Travail à réaliser:
1: Reformulez sous forme de liste le paragraphe du témoignage qui commence par « Je suis née à Strasbourg en 1924 », en gardant ses faits principaux.
2: Reproduisez sans aucune modification le passage du témoignage situé entre « Présentation générale » et « 42 78 60 30). », ces deux passages compris.

Texte fourni:
====================

Présentation générale

 


Liliane Klein-Lieber

Liliane Klein Lieber est Présidente d’Honneur de la Coopération Féminine et présidente de l’association des enfants cachés (Enfants Cachés ; Association loi 1901 ; 17 rue Geoffroy-l'Asnier ; 75004 Paris - Tel/Fax: 01 42 78 60 30).

Liliane Klein-Lieber nous a fait l’amitié de nous offrir un de ses témoignages que nous reproduisons ci-dessous :

Je suis née à Strasbourg en 1924 dans une famille juive de vieille souche alsacienne appartenant à la grande communauté consistoriale. Cependant, notre manière de pratiquer le judaïsme relèverait d'avantage, aujourd'hui, de celle pratiquée dans une communauté libérale. Nous étions alors des français israélites, devenus au cours des ans français juifs et enfin …juifs français. Mon père, homme rigoureux et de devoir, était d'une grande générosité en faveur des "œuvres", agissant avec une extrême discrétion. J''ai découvert bien plus tard combien il avait participé à la construction d'institutions importantes de notre communauté : hôpital, foyer de jeunes filles et autres. Au début des années 30 mes parents m'avaient fait adhérer au mouvement des Eclaireurs Israélites de France (EIF), tout comme l'était déjà Jacqueline mon aînée. Je leur en suis reconnaissante aujourd'hui encore, car nos chefs étaient des femmes et des hommes de grande valeur dont les noms se retrouvent à travers l'histoire des Juifs de France durant la seconde guerre mondiale. Ils nous ont enseigné, par l'exemple, ce que signifient fraternité, solidarité, hospitalité, courage.

====================

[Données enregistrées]
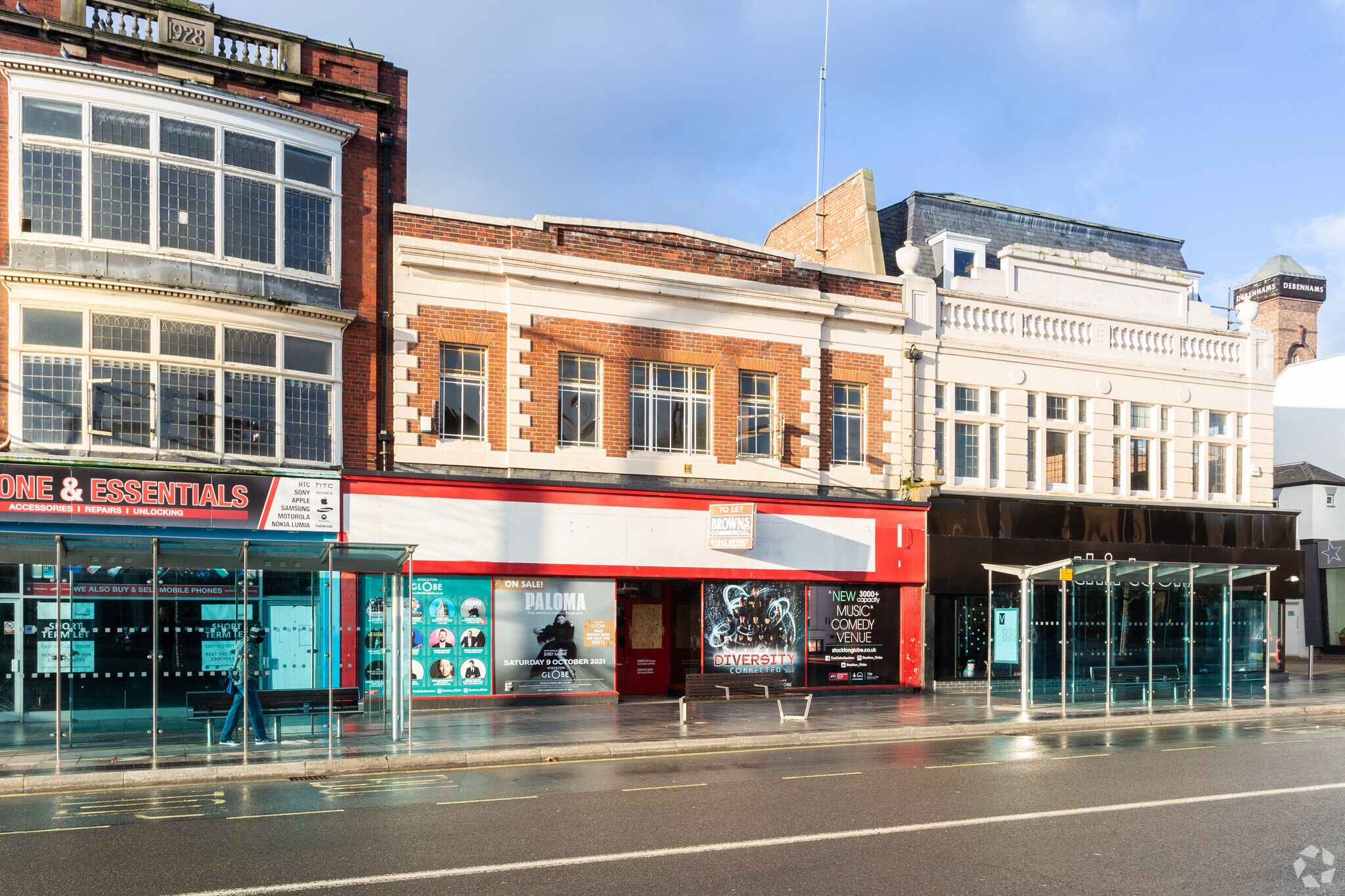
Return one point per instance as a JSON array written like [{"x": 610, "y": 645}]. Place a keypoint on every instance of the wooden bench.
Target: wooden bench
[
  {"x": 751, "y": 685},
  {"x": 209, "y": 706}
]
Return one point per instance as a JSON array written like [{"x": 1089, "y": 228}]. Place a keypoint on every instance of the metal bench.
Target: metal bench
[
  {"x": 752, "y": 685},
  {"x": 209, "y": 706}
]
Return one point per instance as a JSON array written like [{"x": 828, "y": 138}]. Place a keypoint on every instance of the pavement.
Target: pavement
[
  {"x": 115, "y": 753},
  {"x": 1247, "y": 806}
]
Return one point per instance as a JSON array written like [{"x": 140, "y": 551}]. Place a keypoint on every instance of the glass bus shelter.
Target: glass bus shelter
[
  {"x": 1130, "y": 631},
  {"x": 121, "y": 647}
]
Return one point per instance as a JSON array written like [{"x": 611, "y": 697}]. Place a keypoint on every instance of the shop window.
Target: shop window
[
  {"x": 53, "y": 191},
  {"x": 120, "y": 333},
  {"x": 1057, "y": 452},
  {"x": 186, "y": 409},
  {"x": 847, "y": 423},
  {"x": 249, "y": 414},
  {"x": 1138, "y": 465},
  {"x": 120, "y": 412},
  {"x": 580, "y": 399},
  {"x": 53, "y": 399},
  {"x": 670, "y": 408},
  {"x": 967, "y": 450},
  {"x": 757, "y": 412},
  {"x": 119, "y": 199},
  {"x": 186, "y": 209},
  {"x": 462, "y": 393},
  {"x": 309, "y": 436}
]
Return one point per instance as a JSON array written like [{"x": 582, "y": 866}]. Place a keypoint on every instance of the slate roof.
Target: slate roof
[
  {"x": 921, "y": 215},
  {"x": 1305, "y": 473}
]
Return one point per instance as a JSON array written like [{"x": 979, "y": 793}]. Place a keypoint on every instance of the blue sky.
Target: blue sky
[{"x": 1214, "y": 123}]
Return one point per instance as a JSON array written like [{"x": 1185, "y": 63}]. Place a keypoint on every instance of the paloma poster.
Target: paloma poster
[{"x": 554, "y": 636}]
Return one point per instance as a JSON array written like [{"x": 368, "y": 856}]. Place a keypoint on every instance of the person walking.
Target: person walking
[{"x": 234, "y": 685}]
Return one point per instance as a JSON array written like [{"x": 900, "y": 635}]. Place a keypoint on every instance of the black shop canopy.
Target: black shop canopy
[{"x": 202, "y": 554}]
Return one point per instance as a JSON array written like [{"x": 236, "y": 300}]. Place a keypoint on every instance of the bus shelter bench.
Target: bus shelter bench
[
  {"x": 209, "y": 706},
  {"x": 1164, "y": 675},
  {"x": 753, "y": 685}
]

====================

Réponses par tâche:
1:
- Naissance à Strasbourg en 1924, dans une famille juive de vieille souche alsacienne appartenant à la grande communauté consistoriale.
- Une pratique du judaïsme qui relèverait plutôt aujourd'hui de celle d'une communauté libérale.
- Des « français israélites », devenus au fil des ans « français juifs », puis « juifs français ».
- Un père rigoureux et très généreux envers les « œuvres », mais d'une grande discrétion. Il a participé à la construction d'institutions importantes de la communauté, comme un hôpital et un foyer de jeunes filles.
- Au début des années 30, adhésion aux Éclaireurs Israélites de France (EIF), où l'aînée, Jacqueline, était déjà inscrite.
- Des chefs de grande valeur, présents dans l'histoire des Juifs de France pendant la Seconde Guerre mondiale. Ils ont enseigné par l'exemple la fraternité, la solidarité, l'hospitalité et le courage.

2:
Présentation générale

 


Liliane Klein-Lieber

Liliane Klein Lieber est Présidente d’Honneur de la Coopération Féminine et présidente de l’association des enfants cachés (Enfants Cachés ; Association loi 1901 ; 17 rue Geoffroy-l'Asnier ; 75004 Paris - Tel/Fax: 01 42 78 60 30).